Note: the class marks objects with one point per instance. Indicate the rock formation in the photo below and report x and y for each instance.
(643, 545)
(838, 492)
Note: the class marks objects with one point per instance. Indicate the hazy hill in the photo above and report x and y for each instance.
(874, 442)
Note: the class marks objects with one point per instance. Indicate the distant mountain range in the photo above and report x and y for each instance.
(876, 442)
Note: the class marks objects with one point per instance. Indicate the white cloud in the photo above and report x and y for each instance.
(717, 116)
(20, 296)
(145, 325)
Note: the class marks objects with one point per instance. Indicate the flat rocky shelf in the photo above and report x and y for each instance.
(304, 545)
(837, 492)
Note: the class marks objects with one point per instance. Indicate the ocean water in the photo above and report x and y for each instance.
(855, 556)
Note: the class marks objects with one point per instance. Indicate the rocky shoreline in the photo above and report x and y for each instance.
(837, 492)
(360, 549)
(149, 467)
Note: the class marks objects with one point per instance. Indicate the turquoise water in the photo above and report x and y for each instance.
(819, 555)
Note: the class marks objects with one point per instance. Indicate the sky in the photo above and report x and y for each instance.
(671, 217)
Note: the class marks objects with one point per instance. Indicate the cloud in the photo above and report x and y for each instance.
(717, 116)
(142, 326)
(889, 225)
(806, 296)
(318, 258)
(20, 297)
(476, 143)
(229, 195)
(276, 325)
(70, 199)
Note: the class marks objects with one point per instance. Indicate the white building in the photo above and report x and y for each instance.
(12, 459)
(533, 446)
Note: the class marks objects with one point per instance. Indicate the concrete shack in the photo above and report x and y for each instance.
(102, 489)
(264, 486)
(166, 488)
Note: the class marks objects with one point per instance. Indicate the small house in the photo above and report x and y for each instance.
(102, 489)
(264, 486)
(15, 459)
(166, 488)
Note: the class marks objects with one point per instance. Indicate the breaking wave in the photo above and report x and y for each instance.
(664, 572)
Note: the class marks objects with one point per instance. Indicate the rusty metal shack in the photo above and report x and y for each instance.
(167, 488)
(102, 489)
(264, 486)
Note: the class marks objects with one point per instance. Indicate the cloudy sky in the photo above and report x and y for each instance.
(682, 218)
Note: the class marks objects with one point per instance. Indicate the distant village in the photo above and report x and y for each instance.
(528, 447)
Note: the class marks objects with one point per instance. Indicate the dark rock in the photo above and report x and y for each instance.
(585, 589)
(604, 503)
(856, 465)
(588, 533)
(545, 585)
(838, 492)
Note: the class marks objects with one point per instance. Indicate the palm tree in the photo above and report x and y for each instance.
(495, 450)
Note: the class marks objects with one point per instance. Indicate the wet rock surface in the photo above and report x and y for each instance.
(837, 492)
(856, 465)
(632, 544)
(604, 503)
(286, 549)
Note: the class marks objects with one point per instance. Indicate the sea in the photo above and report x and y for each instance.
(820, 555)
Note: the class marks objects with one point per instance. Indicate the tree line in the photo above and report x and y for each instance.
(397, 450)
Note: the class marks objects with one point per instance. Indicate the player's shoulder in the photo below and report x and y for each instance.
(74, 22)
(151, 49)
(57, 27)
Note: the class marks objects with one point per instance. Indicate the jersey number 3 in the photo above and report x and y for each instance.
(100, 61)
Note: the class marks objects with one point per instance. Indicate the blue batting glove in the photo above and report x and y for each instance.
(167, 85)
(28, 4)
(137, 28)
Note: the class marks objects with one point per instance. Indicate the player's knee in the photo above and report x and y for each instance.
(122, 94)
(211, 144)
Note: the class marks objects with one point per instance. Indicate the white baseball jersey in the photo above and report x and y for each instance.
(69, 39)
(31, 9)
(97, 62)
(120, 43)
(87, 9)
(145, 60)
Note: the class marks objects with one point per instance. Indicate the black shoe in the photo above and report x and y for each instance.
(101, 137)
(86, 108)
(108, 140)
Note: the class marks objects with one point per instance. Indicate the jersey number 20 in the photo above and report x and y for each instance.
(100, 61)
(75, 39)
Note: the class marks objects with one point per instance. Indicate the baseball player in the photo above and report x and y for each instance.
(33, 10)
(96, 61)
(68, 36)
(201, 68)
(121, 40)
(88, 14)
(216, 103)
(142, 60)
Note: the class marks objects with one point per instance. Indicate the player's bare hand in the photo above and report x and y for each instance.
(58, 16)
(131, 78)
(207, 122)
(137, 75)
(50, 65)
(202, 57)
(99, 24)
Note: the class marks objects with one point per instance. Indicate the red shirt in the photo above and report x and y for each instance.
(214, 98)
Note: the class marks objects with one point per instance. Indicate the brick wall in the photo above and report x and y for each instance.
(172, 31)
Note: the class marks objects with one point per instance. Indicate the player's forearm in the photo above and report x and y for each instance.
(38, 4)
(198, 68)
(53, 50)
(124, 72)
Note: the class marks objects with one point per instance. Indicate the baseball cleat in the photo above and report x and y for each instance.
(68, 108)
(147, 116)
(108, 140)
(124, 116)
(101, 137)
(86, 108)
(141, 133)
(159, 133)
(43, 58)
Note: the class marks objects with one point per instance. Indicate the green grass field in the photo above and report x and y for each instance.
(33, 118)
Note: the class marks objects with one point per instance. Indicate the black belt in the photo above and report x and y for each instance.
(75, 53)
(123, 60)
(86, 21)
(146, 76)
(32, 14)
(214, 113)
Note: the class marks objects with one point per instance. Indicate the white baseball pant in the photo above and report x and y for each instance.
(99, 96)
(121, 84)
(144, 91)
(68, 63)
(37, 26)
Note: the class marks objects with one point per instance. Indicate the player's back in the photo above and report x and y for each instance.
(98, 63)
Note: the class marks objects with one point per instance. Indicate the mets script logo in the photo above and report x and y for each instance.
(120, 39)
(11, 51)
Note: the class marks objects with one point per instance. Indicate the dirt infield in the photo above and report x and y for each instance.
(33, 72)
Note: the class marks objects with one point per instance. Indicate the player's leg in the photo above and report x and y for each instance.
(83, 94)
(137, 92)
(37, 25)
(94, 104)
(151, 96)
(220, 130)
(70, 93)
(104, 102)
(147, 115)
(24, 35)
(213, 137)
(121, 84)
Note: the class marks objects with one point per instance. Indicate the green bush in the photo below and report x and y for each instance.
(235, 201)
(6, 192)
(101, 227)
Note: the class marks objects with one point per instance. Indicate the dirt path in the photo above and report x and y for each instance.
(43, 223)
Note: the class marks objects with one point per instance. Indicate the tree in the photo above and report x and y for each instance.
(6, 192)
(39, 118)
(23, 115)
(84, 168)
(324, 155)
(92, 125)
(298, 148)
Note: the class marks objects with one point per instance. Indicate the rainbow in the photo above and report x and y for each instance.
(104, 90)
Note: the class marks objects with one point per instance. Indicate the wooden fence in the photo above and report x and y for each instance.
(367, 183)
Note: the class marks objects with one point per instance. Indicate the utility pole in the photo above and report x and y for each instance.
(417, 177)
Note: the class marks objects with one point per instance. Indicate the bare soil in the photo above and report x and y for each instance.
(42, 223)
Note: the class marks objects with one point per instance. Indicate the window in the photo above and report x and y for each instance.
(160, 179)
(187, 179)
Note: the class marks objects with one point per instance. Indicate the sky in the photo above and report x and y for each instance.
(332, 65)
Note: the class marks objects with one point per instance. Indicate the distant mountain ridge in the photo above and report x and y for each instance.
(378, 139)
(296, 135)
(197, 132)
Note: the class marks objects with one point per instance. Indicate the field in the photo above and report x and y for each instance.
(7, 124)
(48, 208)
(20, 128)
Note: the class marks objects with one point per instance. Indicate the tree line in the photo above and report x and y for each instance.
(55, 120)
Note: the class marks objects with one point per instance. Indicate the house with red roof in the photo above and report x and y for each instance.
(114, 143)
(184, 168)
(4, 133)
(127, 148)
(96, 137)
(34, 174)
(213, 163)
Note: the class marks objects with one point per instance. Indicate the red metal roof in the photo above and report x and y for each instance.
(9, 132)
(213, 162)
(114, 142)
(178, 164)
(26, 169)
# # #
## Exercise goal:
Only the lines from the one containing "distant mountain ridge" to the end of the data should be printed, exactly as they stand.

## Response:
Note: the class marks objects with one point per instance. Indicate the distant mountain ridge in the photo above and report x and y for each instance.
(378, 139)
(296, 135)
(197, 132)
Note: the class marks objects with one point per instance. Indicate the field in the photo above and report x and y for each instance.
(7, 124)
(48, 208)
(20, 128)
Note: the class marks objects with one point per instance. Indicate the tree line in the photo above and report x and y for each instance.
(55, 120)
Note: the class marks objects with one point per instance. Indicate the house with red roof in the photo above and report x and y for each instance.
(114, 143)
(184, 168)
(4, 133)
(127, 148)
(96, 137)
(34, 174)
(213, 163)
Note: the class marks objects with one point per instance. Indicate the red metal roof in the photo above and report x and y for each instance.
(9, 132)
(213, 162)
(114, 142)
(178, 164)
(26, 169)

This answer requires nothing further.